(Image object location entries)
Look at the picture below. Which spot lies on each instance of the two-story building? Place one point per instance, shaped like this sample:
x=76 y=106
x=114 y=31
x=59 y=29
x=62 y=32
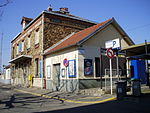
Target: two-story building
x=37 y=35
x=78 y=63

== To do ==
Please copy the entries above word for word, leaving out the pictures.

== The reply ==
Look at the picture below. Which spot lies on each instance of the two-story building? Place one point per instance, shaped like this sample:
x=76 y=106
x=114 y=31
x=59 y=29
x=62 y=32
Target: two-story building
x=37 y=35
x=78 y=63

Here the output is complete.